REQUEST — Please write out the data below word for word, from its start through the line containing "Answer as SVG", inclusive, leaving out the pictures.

SOURCE MATERIAL —

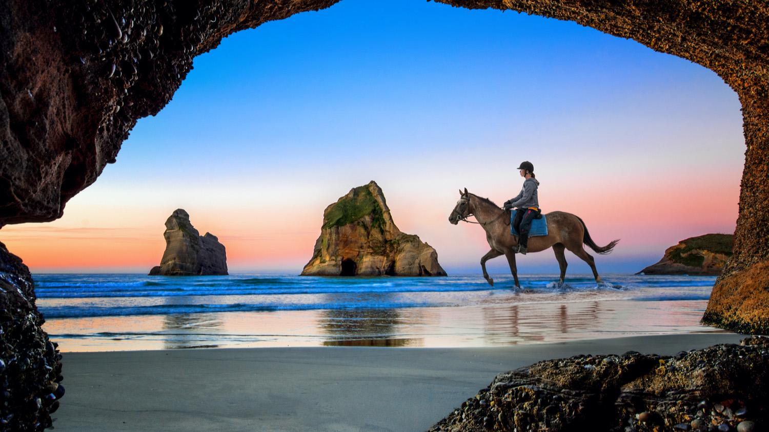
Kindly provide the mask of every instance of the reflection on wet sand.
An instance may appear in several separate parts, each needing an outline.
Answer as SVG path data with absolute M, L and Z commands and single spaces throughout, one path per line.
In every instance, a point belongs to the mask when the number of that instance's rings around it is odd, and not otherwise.
M 423 324 L 418 316 L 401 316 L 400 309 L 325 310 L 318 325 L 330 338 L 325 346 L 416 347 L 424 338 L 405 338 L 407 328 Z M 412 311 L 409 311 L 412 312 Z
M 601 328 L 614 312 L 607 303 L 484 307 L 483 338 L 492 345 L 571 339 L 573 336 L 567 334 L 590 332 Z
M 216 314 L 174 314 L 164 317 L 163 331 L 158 335 L 163 338 L 164 349 L 218 348 L 204 342 L 221 326 Z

FULL OUTPUT —
Kindly provide the mask of every instance of the reflection on wet sand.
An instance may appear in several separate parts, each needing an outline.
Answer as SVG path data with absolute M, L and Z commands and single spaces throughout, one path per line.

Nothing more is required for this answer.